- REQUIRED WORK: Report each line of the material below that contains the word "window", and copy every such line in full.

- DATA SECTION:
== == ==
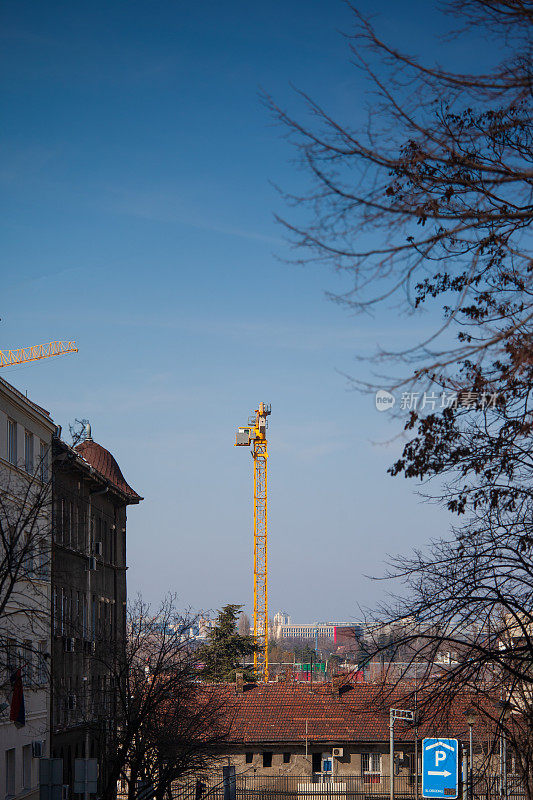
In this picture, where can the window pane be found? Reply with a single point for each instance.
(43, 457)
(28, 452)
(26, 766)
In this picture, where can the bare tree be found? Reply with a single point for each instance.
(431, 199)
(430, 202)
(167, 722)
(465, 621)
(25, 549)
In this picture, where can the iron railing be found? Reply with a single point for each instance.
(338, 787)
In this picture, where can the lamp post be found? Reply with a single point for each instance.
(506, 711)
(407, 716)
(470, 716)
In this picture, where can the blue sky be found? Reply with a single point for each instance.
(137, 218)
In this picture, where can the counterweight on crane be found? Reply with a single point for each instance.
(22, 355)
(255, 434)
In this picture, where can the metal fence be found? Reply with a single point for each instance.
(339, 787)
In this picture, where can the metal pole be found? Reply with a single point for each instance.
(465, 775)
(391, 755)
(416, 763)
(501, 764)
(471, 765)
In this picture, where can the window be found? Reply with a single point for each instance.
(27, 662)
(42, 561)
(28, 452)
(75, 525)
(371, 767)
(43, 462)
(317, 762)
(28, 556)
(11, 441)
(41, 663)
(26, 766)
(11, 655)
(10, 772)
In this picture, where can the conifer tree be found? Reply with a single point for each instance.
(226, 648)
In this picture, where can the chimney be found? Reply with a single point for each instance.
(337, 683)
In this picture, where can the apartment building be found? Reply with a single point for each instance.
(91, 497)
(26, 432)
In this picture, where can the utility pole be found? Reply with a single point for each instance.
(406, 716)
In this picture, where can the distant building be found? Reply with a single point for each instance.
(339, 728)
(89, 565)
(283, 628)
(26, 432)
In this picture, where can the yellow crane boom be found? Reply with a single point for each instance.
(34, 353)
(255, 434)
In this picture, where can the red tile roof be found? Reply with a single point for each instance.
(103, 462)
(278, 712)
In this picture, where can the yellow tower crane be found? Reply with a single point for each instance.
(255, 434)
(34, 353)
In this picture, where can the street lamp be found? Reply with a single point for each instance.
(470, 716)
(506, 711)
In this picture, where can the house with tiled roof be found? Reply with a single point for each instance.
(91, 497)
(290, 728)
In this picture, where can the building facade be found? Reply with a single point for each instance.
(91, 498)
(339, 728)
(283, 628)
(26, 432)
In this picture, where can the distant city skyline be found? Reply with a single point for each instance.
(137, 219)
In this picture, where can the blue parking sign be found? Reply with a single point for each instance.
(440, 768)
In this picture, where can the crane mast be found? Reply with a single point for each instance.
(254, 434)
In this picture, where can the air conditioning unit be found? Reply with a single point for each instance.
(37, 748)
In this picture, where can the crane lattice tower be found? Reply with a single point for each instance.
(254, 434)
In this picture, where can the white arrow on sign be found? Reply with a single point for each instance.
(439, 744)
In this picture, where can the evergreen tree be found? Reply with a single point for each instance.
(226, 648)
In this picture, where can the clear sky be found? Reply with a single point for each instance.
(137, 218)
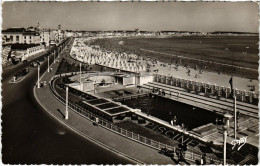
== == ==
- SOLVED EXERCISE:
In this picture, where can the window pane be found? Reply with a single point for each instance.
In this picture, where can the window be found? Reply with a single point for each instance.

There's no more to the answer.